# Start of STORED ROWS

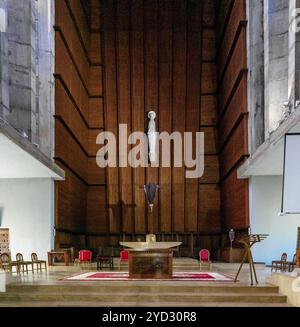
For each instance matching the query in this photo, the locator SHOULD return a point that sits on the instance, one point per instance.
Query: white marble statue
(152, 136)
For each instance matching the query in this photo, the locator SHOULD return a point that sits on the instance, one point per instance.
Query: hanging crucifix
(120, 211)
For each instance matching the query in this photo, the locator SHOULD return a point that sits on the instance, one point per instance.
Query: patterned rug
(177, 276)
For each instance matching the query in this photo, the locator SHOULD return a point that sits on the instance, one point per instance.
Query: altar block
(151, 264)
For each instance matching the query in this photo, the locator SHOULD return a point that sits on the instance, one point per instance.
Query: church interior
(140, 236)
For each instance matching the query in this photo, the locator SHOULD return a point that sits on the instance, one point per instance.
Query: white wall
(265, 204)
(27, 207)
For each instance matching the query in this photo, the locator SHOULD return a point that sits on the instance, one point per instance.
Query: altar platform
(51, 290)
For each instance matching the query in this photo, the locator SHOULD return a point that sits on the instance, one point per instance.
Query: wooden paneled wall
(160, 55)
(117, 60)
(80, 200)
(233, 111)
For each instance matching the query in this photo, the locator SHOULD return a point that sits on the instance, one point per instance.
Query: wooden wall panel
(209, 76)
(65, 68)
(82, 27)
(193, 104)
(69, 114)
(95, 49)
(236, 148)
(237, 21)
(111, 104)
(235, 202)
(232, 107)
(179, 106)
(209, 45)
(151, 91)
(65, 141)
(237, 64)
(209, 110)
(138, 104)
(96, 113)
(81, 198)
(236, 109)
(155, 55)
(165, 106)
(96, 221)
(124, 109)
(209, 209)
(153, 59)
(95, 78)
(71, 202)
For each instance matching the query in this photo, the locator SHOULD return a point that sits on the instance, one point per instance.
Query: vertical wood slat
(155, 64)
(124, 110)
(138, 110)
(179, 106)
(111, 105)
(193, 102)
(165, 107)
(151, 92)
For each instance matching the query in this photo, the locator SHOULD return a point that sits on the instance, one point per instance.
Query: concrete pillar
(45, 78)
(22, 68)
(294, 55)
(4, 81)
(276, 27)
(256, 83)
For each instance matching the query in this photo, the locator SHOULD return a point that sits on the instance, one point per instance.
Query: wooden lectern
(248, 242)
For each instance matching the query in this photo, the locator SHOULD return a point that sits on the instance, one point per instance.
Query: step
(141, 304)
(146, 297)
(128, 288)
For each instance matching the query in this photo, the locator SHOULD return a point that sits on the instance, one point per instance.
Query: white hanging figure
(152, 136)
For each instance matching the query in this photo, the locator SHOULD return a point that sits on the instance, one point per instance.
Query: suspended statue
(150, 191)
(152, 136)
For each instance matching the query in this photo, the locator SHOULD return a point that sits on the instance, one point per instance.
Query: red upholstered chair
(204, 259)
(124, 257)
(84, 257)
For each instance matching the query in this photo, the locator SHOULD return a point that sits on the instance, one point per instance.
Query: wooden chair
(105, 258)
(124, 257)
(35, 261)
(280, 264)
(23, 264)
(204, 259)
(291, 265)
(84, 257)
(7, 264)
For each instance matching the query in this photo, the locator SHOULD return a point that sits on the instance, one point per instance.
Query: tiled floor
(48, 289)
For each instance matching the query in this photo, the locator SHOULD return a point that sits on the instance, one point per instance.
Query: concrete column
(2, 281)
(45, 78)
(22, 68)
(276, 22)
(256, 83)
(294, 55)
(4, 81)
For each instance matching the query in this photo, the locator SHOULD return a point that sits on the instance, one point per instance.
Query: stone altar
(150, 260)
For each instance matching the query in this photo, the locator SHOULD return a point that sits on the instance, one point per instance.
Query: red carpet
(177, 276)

# End of STORED ROWS

- [REQUIRED WORK]: Copy the records above exactly, omitting every picture.

- [ANSWER TO THE PROBLEM]:
For each instance matching the query in this photo, the locator SHOULD return a point that sits on the instance, one point per instance.
Query: white marble statue
(152, 136)
For each instance matching the query in this photo, the locator SHOULD return a point that sits on the instance, one point per instance.
Query: hanging crucifix
(120, 211)
For each instance matching the query in this photo, the locator SHOULD return a point that sits on the instance, one point per instance.
Query: patterned rug
(177, 276)
For each instance matching the query in this photo, the locator SHOULD return a point that sits on the instance, one point per instance.
Query: altar block
(151, 264)
For each instance matching the query in this photo, the locator SHOULD return a point that sits on the instance, one point per instance.
Query: church interior
(140, 236)
For each instance matching the query in this photo, the locator SHOULD return a point that sits on the instance, one point per instance.
Query: white wall
(265, 204)
(27, 207)
For each instance matching the query in this photo, the locator SHOULD return a point that sits on the instance, one point per instance.
Query: altar platform
(51, 290)
For each instance matching the query in this photo, the locator SHOULD return a point that sits on the instance, one point per instance.
Query: wooden paneled wall
(160, 55)
(117, 60)
(80, 200)
(233, 111)
For each instance matching the query in this photo, the locator SHOULD return a point that sits on the instance, one point per instance.
Query: wooden wall panel
(209, 76)
(65, 68)
(82, 27)
(193, 104)
(69, 114)
(95, 49)
(236, 148)
(237, 21)
(111, 104)
(235, 202)
(232, 107)
(179, 106)
(209, 45)
(151, 91)
(65, 141)
(237, 64)
(209, 110)
(138, 104)
(96, 113)
(81, 198)
(236, 109)
(155, 55)
(165, 106)
(96, 221)
(124, 109)
(209, 209)
(153, 59)
(95, 78)
(71, 202)
For each instance matching the query in this photo, the locator SHOULD return a point that sits on the instance, one point per instance.
Query: vertical wood slat
(155, 64)
(124, 110)
(138, 110)
(179, 106)
(111, 105)
(193, 102)
(165, 107)
(151, 92)
For each instance matching the query in this photo, the locator SHOULD return a point that sits on the instance, one point per instance.
Query: concrete pillar
(45, 78)
(22, 68)
(294, 55)
(4, 81)
(276, 27)
(256, 83)
For each instance matching the query in this photo, the locator SHOULD return a point that sits on the instance, one point per instance.
Query: wooden lectern
(248, 242)
For each instance matching the query in this photo, the locator SHOULD return a point that sits on the instance, one point per instance.
Query: step
(141, 304)
(146, 297)
(128, 288)
For each instance matching the query in this photo, the locator SHOULD return a point that sits on the instance, one point per instance.
Query: white hanging figure
(152, 136)
For each instance matching the query in this photo, the locator SHOULD return a point that sits on the instance, one point per instance.
Query: suspended statue
(150, 191)
(152, 136)
For each instance matching the query in this photo, the locator SHOULD return a point that sits on the instance, one point per instance.
Query: red upholstered chair
(204, 259)
(124, 257)
(84, 257)
For each instance matching the query in this photo, the locator SHOULD return a point that sits on the instance, one point per instance.
Query: wooden chair
(105, 258)
(124, 257)
(35, 261)
(280, 264)
(23, 264)
(204, 259)
(291, 265)
(84, 257)
(7, 264)
For each instance matching the query in this photo, the locator SHOULD return a point that sits on the instance, one point per instance.
Query: tiled floor
(48, 289)
For each instance matching the query in this photo, the locator SHOULD return a point that sits on the instance, one point per instance.
Query: concrete column
(2, 281)
(45, 78)
(22, 68)
(276, 22)
(256, 83)
(294, 55)
(4, 81)
For each instance matching the query in this photo, the locator SHOULD return a point that sits on the instance, one point per instance.
Query: stone altar
(150, 260)
For each instance matching the query in this photo, the locator SHOULD return a point that sits on the instance, one point per instance.
Query: red carpet
(177, 276)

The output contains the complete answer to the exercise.